### Required work
"below" appears in how many lines of the entries? State only the number.

[Records drawn from a dataset]

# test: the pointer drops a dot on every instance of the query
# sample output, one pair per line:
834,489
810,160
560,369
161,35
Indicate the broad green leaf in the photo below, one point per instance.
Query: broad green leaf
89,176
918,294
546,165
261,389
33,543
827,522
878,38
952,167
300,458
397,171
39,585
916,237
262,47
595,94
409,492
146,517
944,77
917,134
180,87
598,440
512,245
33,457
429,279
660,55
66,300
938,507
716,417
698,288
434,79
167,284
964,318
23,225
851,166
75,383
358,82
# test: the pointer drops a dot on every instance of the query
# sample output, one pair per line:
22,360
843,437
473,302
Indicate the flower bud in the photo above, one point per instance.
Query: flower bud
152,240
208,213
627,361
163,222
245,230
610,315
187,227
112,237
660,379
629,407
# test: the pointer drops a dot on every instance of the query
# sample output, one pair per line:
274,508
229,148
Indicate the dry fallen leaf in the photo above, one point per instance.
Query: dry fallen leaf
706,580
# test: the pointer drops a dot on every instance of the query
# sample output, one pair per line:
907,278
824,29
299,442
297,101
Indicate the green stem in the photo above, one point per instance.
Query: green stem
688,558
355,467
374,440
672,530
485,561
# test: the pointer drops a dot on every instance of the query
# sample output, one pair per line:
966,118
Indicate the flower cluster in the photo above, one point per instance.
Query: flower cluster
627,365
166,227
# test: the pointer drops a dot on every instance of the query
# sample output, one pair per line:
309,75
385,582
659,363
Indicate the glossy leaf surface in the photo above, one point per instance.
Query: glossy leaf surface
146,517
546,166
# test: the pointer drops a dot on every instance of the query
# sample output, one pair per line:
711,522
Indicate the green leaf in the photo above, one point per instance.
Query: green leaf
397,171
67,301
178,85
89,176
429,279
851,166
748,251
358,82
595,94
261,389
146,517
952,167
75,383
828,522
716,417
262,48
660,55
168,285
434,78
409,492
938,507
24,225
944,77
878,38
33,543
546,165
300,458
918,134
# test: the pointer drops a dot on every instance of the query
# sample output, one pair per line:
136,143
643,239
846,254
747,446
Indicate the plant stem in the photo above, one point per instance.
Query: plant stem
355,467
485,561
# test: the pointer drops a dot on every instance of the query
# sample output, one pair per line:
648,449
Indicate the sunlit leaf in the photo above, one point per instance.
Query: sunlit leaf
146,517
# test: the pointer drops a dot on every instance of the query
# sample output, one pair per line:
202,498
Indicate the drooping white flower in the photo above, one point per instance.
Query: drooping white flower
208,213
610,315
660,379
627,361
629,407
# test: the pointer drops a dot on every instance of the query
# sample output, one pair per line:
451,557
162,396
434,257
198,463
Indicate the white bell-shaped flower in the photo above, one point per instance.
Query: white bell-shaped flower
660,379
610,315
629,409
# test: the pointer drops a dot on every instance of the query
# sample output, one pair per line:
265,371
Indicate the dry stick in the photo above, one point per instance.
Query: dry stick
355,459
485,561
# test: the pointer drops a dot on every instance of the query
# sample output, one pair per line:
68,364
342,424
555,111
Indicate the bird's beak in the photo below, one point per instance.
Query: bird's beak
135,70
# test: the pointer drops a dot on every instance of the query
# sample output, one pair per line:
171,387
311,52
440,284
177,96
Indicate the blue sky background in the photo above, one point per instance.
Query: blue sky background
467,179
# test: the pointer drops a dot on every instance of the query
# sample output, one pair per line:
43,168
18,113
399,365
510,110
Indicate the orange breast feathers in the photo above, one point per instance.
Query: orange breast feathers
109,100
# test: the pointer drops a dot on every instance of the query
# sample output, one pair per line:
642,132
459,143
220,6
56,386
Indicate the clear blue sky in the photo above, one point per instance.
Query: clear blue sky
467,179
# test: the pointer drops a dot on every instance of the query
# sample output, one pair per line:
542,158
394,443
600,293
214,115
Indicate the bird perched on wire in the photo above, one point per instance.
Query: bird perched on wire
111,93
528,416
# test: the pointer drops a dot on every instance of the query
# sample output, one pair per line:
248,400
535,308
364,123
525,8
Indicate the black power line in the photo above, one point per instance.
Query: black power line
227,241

### Task response
2